Task directions:
What follows is a set of records; repeat all of them exactly.

— START OF Given records —

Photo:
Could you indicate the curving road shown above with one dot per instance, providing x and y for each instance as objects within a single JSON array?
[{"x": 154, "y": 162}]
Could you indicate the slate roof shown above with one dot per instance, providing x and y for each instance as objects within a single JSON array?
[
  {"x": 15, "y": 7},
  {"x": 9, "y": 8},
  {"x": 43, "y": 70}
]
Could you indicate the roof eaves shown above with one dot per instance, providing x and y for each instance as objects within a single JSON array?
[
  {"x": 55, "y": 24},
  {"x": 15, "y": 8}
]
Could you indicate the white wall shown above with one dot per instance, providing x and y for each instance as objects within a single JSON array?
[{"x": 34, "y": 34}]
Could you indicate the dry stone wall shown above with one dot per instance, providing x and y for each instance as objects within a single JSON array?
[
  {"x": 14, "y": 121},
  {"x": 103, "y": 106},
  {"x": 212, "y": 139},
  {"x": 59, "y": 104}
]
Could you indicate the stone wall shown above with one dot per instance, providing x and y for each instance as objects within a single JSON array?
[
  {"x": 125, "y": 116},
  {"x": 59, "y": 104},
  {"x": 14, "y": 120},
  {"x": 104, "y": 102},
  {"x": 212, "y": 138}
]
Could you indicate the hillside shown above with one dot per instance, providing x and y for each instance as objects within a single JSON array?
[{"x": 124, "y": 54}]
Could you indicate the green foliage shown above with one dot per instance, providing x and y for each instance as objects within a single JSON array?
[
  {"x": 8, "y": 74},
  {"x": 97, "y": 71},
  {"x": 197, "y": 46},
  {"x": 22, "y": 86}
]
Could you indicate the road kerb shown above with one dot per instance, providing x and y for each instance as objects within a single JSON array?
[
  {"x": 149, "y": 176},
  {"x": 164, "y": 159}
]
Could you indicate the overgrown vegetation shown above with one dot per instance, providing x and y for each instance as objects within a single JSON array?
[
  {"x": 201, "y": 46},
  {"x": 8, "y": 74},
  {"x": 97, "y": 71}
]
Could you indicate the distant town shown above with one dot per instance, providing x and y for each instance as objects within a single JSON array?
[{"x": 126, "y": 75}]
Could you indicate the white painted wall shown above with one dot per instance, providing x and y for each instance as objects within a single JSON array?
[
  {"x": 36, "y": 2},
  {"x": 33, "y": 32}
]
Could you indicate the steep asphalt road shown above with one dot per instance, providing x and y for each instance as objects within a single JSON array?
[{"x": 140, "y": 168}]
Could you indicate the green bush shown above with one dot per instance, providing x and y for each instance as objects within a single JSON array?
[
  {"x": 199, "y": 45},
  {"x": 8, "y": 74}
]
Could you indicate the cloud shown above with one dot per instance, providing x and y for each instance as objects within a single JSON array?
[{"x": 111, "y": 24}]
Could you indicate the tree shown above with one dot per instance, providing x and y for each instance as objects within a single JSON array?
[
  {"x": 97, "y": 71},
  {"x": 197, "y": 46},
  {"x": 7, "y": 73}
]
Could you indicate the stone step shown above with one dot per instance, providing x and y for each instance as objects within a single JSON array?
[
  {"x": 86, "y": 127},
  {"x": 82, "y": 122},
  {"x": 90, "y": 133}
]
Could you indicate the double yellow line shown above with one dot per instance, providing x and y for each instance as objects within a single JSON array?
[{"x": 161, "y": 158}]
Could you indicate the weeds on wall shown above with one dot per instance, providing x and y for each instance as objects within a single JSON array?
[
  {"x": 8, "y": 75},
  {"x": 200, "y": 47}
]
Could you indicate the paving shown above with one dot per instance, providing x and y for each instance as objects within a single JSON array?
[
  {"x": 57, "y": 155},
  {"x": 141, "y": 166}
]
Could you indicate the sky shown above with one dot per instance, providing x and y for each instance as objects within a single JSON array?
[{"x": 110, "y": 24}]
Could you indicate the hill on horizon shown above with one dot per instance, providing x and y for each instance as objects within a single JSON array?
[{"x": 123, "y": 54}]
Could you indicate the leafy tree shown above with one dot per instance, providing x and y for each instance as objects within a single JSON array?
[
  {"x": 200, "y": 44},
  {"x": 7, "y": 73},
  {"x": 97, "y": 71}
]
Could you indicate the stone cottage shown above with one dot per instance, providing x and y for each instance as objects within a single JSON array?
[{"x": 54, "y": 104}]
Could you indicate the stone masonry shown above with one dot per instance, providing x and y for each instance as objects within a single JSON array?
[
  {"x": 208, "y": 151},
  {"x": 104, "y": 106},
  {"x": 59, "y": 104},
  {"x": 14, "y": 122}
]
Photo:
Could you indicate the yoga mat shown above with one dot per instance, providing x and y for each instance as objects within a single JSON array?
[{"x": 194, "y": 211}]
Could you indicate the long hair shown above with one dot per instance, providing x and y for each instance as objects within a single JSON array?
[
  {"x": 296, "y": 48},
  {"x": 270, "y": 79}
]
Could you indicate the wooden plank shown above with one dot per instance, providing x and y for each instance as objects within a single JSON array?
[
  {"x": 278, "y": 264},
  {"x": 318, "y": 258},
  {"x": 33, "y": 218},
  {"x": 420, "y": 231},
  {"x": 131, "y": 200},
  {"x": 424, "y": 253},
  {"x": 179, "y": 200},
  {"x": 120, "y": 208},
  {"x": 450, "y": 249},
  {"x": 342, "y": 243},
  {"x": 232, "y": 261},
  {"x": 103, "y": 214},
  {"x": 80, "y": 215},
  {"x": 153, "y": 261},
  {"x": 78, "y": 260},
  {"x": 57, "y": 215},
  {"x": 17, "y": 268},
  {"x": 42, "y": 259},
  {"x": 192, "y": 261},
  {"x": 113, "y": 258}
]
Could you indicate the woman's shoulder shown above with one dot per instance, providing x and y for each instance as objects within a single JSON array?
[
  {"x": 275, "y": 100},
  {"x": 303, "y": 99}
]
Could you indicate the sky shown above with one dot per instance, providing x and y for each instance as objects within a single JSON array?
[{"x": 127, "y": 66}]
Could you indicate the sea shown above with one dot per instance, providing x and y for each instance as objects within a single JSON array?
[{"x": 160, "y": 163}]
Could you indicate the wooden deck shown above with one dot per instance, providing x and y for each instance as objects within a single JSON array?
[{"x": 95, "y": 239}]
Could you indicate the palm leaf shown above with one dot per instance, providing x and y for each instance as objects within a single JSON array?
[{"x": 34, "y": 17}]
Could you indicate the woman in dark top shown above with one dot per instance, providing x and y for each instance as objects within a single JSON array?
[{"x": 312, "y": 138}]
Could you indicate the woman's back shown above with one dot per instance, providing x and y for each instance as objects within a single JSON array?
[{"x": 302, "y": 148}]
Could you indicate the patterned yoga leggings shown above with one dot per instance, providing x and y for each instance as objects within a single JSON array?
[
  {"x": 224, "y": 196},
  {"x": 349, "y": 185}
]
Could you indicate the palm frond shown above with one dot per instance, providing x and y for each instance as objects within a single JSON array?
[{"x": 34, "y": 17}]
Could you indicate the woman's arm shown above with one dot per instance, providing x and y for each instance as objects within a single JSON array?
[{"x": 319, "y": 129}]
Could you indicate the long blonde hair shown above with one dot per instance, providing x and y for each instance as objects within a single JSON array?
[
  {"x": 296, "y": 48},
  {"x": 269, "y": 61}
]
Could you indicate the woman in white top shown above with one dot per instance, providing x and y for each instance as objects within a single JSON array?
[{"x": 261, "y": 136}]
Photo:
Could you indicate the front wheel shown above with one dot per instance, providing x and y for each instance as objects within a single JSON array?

— END OF Given records —

The output:
Photo:
Could you indicate the curving road shown above with one dot per instance, providing x and y for each instance as objects within a single JSON array?
[{"x": 154, "y": 162}]
Could you indicate the slate roof shown above with one dot per instance, providing x and y for each instance as objects within a single JSON array?
[
  {"x": 15, "y": 7},
  {"x": 9, "y": 8},
  {"x": 43, "y": 70}
]
Could you indicate the roof eaves shown above with one dot per instance, providing x and y for each instance as objects within a single JSON array?
[
  {"x": 55, "y": 24},
  {"x": 15, "y": 8}
]
Could you indicate the white wall shown above with one dot per instance, providing x and y for each instance as objects within a single JSON array?
[{"x": 34, "y": 34}]
Could you indicate the dry stone wall shown above with one dot per instance, providing x and y for each instance as objects within a single JSON array?
[
  {"x": 14, "y": 121},
  {"x": 103, "y": 106},
  {"x": 212, "y": 139},
  {"x": 59, "y": 104}
]
Could you indicate the stone wall shown above with one dot per instance, providing x and y for each instance as objects within a single JSON array?
[
  {"x": 125, "y": 116},
  {"x": 59, "y": 104},
  {"x": 14, "y": 120},
  {"x": 104, "y": 102},
  {"x": 212, "y": 138}
]
Could you indicate the hillside shown above with one dot per instance, providing x and y for each instance as objects within a single JSON array?
[{"x": 124, "y": 54}]
Could you indicate the green foliage shown above with one dot per instance, providing x and y for each instance as objects within a single JSON array?
[
  {"x": 8, "y": 74},
  {"x": 97, "y": 71},
  {"x": 197, "y": 46},
  {"x": 22, "y": 86}
]
Could you indicate the road kerb shown above with one dot per instance, providing x and y for each instance as objects within a single JSON array?
[
  {"x": 149, "y": 176},
  {"x": 164, "y": 159}
]
Could you indicate the overgrown vegetation shown above with one dot per instance, providing x and y for each instance as objects within a single JSON array?
[
  {"x": 201, "y": 46},
  {"x": 8, "y": 74},
  {"x": 97, "y": 71}
]
Could you indicate the distant town shown above with one dot per instance, providing x and y for each instance as objects within a single JSON array?
[{"x": 126, "y": 75}]
Could you indicate the white painted wall shown above with one dot per instance, providing x and y for each instance as objects within a single JSON array?
[
  {"x": 36, "y": 2},
  {"x": 33, "y": 32}
]
Could you indicate the steep asphalt road shown above with one dot per instance, providing x and y for each instance as objects within a single JSON array?
[{"x": 140, "y": 168}]
Could you indicate the green bush shown above with one dot per instance, providing x and y for each instance as objects within a single JSON array?
[
  {"x": 199, "y": 45},
  {"x": 8, "y": 74}
]
Could you indicate the cloud shown above with one dot per instance, providing x and y for each instance as objects within a single JSON array?
[{"x": 111, "y": 24}]
Could you indicate the tree shown above with one dot per instance, providing x and y for each instance as objects within a single JSON array?
[
  {"x": 97, "y": 71},
  {"x": 197, "y": 46},
  {"x": 7, "y": 73}
]
Could you indicate the stone step shown above with one dot per instance, providing x and y for each instance as objects within a single JSON array?
[
  {"x": 86, "y": 127},
  {"x": 82, "y": 122},
  {"x": 90, "y": 133}
]
Could you indicate the double yellow line shown above with one dot per instance, providing x and y for each instance as objects within a single JSON array?
[{"x": 161, "y": 158}]
Could you indicate the weeds on wall shown above with one dot per instance, providing x and y for each instance as objects within a single JSON array?
[
  {"x": 8, "y": 75},
  {"x": 200, "y": 47}
]
Could you indicate the paving shown above with one dot per instance, providing x and y for each instance as objects within a single JSON array?
[
  {"x": 57, "y": 155},
  {"x": 141, "y": 166}
]
Could you indicate the sky shown above with one dot per instance, providing x and y for each instance as objects within a single JSON array?
[{"x": 110, "y": 24}]
Could you indicate the hill on horizon shown above with one dot per instance, providing x and y for each instance as objects within a single JSON array?
[{"x": 123, "y": 54}]
Could you indicate the leafy tree shown above with one dot per instance, providing x and y for each instance as objects within a single JSON array?
[
  {"x": 200, "y": 44},
  {"x": 7, "y": 73},
  {"x": 97, "y": 71}
]
Could you indicate the stone cottage shown above with one dot per instance, providing x and y for each instance as objects within a single JSON array?
[{"x": 54, "y": 104}]
Could you indicate the stone masonry shown above with one dot per instance, providing x and y for each instance as objects within a single JSON array?
[
  {"x": 208, "y": 151},
  {"x": 104, "y": 106},
  {"x": 59, "y": 104},
  {"x": 14, "y": 122}
]
Photo:
Could you indicate the yoga mat shown above with one dot per instance, providing x and y for each instance as objects within a single JSON array?
[{"x": 194, "y": 211}]
Could you indicate the long hair shown above with one dot per instance, providing x and y for each instance as objects within a single JSON array?
[
  {"x": 296, "y": 48},
  {"x": 270, "y": 79}
]
Could you indicate the wooden plank shown above with one dot per instance, providing x and y for each instance as objects within a single JSON array?
[
  {"x": 278, "y": 264},
  {"x": 318, "y": 258},
  {"x": 33, "y": 218},
  {"x": 420, "y": 231},
  {"x": 131, "y": 200},
  {"x": 424, "y": 253},
  {"x": 179, "y": 200},
  {"x": 120, "y": 208},
  {"x": 450, "y": 249},
  {"x": 342, "y": 243},
  {"x": 232, "y": 261},
  {"x": 103, "y": 214},
  {"x": 80, "y": 215},
  {"x": 153, "y": 261},
  {"x": 78, "y": 260},
  {"x": 57, "y": 215},
  {"x": 17, "y": 268},
  {"x": 42, "y": 259},
  {"x": 192, "y": 261},
  {"x": 113, "y": 258}
]
Could you indicate the woman's shoulder shown above with one dot per instance, providing x and y for each instance as objects within a single JSON array?
[
  {"x": 275, "y": 100},
  {"x": 303, "y": 99}
]
Could you indicate the sky shown above with one dot per instance, providing x and y for each instance as objects within a single JSON array?
[{"x": 127, "y": 66}]
Could you indicate the sea shown above with one dot per instance, providing x and y for each instance as objects within a single JSON array?
[{"x": 160, "y": 163}]
Could you indicate the wooden deck shown above with one dot per instance, providing x and y for each instance as objects within a single JSON array?
[{"x": 95, "y": 239}]
Could you indicate the palm leaf shown above with one dot per instance, providing x and y for each instance as objects within a single JSON array?
[{"x": 34, "y": 17}]
Could you indicate the woman in dark top shown above with one dot per instance, providing x and y for each instance as objects within a single JSON array?
[{"x": 312, "y": 138}]
Could you indicate the woman's back shown above with one dot per instance, providing x and y for each instance as objects within a single JSON array?
[{"x": 302, "y": 148}]
Could you indicate the patterned yoga leggings shown above with one dot per instance, providing x and y for each instance as objects within a single JSON array?
[
  {"x": 224, "y": 196},
  {"x": 349, "y": 185}
]
Could you indicate the palm frond shown above with one dot per instance, providing x and y for each instance as objects within a single JSON array?
[{"x": 34, "y": 17}]
Could you indicate the woman's arm shown above with one dot per instance, providing x and y for each instance as objects within a single JSON array?
[{"x": 319, "y": 129}]
Could you indicate the long blonde hair shown above with one dot per instance, providing x and y for each instance as objects within a single JSON array?
[
  {"x": 296, "y": 48},
  {"x": 269, "y": 61}
]
Could you indicate the woman in white top shown above with one dot per instance, providing x and y for each instance as objects within a single JSON array?
[{"x": 261, "y": 136}]
Photo:
Could you indicate the front wheel shown above with one dot per instance, providing x and y for each instance as objects within a single JSON array?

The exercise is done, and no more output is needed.